>> BEGIN SOURCE TEXT

That’s good news for the Biden administration, which sent a delegation to Mongolia in June to talk up U.S. interest in getting a bigger slice of Mongolia’s exports of such minerals essential to sustainable energy technologies. The administration sees Mongolia as a candidate for the Minerals Security Partnership, an initiative with 14 mostly Western countries to bolster sustainable investment in the mining, processing and recycling of critical minerals.

But tensions between the U.S. and Russia over its war on Ukraine and fears of the U.S. and China sliding into a Cold War means Mongolia needs to tread carefully in its embrace of Washington.

Beijing buys more than 90 percent of Mongolia’s exports and the country relies on the Chinese port of Tianjin to ship out much of what it sells to the rest of the world. Mongolia hopes that technology may reduce that dependance. “Cargo could be transported by drones” in the future, Oyun-Erdene said.

Oyun-Erdene said he’s trying to balance the needs of Mongolia’s export-dependent economy with the global tensions involving what he calls the country’s “eternal neighbors.”

>> END SOURCE TEXT
>> BEGIN RECORDED INFORMATION

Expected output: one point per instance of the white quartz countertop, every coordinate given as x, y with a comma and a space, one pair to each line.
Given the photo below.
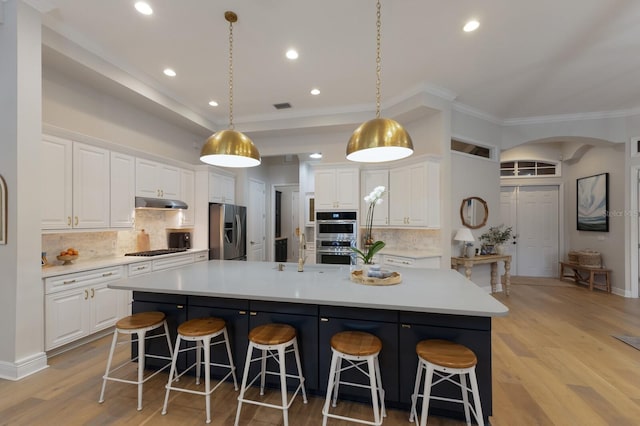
80, 264
421, 290
413, 254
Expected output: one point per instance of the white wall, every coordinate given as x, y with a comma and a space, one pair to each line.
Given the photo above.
70, 105
21, 290
474, 177
611, 244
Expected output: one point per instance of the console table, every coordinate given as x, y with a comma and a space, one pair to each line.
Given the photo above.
586, 275
493, 259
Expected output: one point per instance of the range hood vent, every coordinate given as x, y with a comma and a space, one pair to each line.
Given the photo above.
159, 203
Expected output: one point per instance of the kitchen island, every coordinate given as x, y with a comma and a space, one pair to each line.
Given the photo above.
322, 301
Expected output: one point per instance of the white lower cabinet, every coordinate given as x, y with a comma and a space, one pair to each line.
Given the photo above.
79, 304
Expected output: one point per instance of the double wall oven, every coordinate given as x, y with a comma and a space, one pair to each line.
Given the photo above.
336, 232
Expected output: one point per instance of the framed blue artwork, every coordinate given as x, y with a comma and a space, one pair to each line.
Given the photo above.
592, 203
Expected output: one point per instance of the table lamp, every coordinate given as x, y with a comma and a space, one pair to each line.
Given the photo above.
464, 235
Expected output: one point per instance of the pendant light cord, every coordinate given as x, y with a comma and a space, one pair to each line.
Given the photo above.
378, 59
231, 75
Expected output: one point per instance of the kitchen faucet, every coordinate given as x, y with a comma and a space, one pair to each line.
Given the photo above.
301, 250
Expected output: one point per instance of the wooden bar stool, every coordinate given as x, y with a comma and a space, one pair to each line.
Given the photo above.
138, 324
357, 348
202, 331
446, 359
272, 340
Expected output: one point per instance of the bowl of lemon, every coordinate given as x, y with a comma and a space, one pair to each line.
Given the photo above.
68, 255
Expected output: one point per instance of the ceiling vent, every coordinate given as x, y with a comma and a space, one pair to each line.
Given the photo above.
283, 105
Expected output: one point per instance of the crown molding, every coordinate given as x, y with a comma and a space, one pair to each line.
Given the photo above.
571, 117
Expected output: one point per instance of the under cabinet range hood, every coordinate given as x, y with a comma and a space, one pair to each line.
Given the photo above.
159, 203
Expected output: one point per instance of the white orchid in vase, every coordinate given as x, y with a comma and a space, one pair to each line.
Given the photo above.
371, 247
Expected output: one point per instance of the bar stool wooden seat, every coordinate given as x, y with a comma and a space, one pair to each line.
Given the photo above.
202, 331
272, 340
138, 324
446, 359
357, 348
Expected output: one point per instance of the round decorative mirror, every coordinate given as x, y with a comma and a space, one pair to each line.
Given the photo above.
474, 212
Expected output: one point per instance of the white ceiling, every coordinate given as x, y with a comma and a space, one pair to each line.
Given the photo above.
527, 59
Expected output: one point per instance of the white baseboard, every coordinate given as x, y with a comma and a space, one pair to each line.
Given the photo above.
24, 367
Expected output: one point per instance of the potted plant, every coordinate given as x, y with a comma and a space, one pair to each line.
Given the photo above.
496, 236
370, 247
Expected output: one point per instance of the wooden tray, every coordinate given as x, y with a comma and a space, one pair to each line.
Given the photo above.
357, 277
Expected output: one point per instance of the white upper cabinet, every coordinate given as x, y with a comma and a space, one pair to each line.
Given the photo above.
370, 180
56, 193
222, 188
414, 197
157, 180
90, 186
75, 185
123, 176
187, 184
337, 188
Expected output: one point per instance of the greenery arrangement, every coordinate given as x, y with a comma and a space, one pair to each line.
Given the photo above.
497, 235
371, 247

>> END RECORDED INFORMATION

▸ **REQUIRED WORK**
Pick up the passage on Mongolia's ties with the U.S. and China after its last sentence and continue it.

▸ **RESULT BELOW**
“There is a fear that the conflicts between two countries or several countries may end up in a lost decade for the international economy and we want to prevent that,” said Oyun-Erdene.

For now, though, he’s concentrating on expanding Mongolia’s business ties to make its economy more global.

The open skies agreement will allow direct flights between Ulaanbaatar and U.S. cities including San Francisco and Washington. That will eliminate a major impediment to U.S. business interest in Mongolia: the multiple connecting flights with long layovers that make air travel in and out of the landlocked country an ordeal.

“Direct flights are essential for Mongolia’s democracy and prosperity and expanding our economy,” said Oyun-Erdene.